(Source records)
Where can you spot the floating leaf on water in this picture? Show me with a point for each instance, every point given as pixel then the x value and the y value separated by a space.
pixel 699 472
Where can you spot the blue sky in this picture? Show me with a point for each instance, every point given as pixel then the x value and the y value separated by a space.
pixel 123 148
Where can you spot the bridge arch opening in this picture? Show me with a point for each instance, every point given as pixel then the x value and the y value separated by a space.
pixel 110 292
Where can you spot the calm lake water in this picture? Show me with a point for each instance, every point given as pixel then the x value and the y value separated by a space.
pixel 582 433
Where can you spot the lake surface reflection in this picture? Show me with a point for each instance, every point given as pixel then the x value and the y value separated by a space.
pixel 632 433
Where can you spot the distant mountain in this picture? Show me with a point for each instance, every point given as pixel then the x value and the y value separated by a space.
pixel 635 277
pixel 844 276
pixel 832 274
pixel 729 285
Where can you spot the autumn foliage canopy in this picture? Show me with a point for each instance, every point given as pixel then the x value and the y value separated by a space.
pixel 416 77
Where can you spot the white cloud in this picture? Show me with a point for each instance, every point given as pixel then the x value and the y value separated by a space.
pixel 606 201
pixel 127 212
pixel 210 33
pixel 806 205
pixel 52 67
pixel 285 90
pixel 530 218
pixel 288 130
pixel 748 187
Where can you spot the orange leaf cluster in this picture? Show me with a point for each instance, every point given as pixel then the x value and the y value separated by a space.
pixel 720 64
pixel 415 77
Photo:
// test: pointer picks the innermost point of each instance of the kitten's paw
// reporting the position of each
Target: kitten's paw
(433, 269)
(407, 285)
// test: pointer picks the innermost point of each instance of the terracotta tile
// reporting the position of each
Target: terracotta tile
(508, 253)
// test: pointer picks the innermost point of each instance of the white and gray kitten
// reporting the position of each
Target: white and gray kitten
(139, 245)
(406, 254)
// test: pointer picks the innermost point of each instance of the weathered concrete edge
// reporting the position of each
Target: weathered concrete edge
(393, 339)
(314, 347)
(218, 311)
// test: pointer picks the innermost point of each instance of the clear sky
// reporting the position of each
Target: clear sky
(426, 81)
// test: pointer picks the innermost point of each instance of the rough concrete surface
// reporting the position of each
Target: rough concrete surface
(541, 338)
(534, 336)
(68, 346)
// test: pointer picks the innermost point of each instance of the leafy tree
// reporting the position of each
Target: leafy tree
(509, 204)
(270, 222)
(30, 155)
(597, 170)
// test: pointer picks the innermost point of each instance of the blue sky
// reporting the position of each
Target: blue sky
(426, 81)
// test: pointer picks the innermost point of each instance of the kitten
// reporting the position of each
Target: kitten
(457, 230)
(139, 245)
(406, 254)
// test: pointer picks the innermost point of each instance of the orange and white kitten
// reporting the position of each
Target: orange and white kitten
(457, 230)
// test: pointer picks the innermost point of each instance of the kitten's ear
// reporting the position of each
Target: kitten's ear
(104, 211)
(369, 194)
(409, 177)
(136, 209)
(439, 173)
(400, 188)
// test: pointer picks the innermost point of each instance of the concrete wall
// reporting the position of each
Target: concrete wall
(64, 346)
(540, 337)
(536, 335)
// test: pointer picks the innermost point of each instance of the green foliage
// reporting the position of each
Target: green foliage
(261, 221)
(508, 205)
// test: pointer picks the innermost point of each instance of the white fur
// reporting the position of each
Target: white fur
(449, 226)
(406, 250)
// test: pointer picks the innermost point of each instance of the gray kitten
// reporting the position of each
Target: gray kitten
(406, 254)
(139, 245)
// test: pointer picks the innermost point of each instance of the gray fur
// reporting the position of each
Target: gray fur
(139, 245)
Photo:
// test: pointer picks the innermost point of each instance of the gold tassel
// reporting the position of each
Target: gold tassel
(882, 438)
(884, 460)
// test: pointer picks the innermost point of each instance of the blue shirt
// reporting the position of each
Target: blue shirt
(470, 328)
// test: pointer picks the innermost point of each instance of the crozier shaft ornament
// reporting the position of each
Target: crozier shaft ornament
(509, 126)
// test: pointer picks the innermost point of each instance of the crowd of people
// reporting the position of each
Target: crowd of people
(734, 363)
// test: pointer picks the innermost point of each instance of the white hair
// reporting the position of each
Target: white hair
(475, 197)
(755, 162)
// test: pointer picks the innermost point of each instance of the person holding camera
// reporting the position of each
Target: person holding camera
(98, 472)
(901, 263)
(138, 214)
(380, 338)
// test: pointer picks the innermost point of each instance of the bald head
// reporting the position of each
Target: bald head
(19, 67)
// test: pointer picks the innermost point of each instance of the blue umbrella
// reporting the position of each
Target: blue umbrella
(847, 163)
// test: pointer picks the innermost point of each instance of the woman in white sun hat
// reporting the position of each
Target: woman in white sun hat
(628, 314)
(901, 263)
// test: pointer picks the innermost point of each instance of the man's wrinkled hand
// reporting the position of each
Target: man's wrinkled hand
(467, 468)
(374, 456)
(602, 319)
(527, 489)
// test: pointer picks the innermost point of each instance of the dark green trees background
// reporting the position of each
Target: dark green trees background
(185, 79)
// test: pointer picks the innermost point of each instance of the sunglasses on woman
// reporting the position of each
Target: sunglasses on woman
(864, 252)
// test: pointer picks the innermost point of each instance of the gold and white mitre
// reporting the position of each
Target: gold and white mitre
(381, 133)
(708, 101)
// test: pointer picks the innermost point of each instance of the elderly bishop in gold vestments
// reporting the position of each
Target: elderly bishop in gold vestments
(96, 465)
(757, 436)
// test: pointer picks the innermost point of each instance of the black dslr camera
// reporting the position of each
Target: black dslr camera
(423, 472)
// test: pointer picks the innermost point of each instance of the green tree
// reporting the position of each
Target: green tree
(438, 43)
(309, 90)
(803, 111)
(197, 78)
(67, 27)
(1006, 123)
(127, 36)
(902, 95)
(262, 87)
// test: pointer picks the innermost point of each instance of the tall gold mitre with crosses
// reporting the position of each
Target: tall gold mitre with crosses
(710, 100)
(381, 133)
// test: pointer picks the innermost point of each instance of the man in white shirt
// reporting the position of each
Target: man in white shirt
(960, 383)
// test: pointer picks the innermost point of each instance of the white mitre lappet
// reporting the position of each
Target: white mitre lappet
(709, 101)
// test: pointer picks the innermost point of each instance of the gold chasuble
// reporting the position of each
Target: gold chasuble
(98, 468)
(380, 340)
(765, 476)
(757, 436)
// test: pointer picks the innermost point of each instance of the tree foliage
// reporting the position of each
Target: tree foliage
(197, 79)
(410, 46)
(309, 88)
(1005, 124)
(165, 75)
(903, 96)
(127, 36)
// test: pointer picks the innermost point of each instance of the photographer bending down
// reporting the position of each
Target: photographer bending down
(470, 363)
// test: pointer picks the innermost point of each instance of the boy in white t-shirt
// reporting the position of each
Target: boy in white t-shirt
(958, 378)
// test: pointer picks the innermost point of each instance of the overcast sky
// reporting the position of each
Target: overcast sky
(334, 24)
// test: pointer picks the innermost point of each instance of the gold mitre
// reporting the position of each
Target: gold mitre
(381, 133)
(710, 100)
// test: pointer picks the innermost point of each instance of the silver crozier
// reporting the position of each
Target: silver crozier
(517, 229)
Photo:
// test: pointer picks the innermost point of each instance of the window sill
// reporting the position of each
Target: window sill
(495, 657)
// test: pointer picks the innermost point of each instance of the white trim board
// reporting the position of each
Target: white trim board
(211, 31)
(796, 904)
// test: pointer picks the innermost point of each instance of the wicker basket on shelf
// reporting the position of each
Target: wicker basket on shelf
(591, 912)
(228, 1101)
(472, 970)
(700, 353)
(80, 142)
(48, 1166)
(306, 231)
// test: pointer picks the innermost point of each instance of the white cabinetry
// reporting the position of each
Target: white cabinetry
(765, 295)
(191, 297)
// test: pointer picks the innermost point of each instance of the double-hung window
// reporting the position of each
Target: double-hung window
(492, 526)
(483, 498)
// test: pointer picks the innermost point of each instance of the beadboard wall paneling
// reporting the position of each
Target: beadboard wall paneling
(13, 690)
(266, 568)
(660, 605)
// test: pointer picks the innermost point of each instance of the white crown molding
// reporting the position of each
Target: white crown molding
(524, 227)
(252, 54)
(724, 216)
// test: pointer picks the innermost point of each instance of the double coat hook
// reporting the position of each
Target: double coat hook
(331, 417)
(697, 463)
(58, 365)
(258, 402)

Given task
Quote only the lines from the line containing "the photographer bending down" through the end of the entries, keeping the first and the last.

Result of the exercise
// test: pointer picks the innermost point of each instance of the photographer bending down
// reporting the position of each
Target: photographer bending down
(470, 363)
// test: pointer picks the innermost point of each instance of the boy in white t-shirt
// reporting the position of each
Target: boy in white t-shirt
(958, 378)
// test: pointer picks the innermost point of each instance of the overcast sky
// reporting the position of each
Target: overcast sky
(334, 24)
// test: pointer picks the innermost point of each instance of the gold mitre
// reporting the position of each
Target: gold mitre
(381, 133)
(710, 100)
// test: pointer picks the innermost point of each instance of the silver crozier
// reporting the position of each
Target: silver crozier
(517, 229)
Photo:
// test: pointer picks the innermost point of each instance of the window sill
// reporting the position of each
Target: window sill
(495, 657)
// test: pointer picks the innermost point of each instance of the white trim board
// reporting the position of each
Target: white trim board
(211, 31)
(796, 904)
// test: pointer picks the innermost point of each instance of the wicker basket on shelf
// reporting the position of each
Target: wicker basket on shelf
(591, 912)
(228, 1101)
(472, 970)
(700, 353)
(80, 142)
(48, 1166)
(306, 231)
// test: pointer picks the innermost point of each instance of the white cabinetry
// reporting the position of each
Target: white cabinetry
(765, 295)
(191, 297)
// test: pointer picks the innermost point of each instance of the double-hung window
// reporting the position of each
Target: double-hung window
(492, 526)
(483, 498)
// test: pointer picks the innermost point of each instance of the beadboard wall paneling
// reporting the position of each
Target: beadboard wall paneling
(13, 690)
(266, 568)
(660, 605)
// test: pointer picks the innermost point of each instance of the white crown molding
// reporting the position of each
Target: white crown molding
(524, 227)
(252, 54)
(724, 216)
// test: pointer picks the innermost point of each instance of the double coat hook
// reporting the position of each
Target: double coat hook
(331, 417)
(697, 463)
(58, 365)
(258, 402)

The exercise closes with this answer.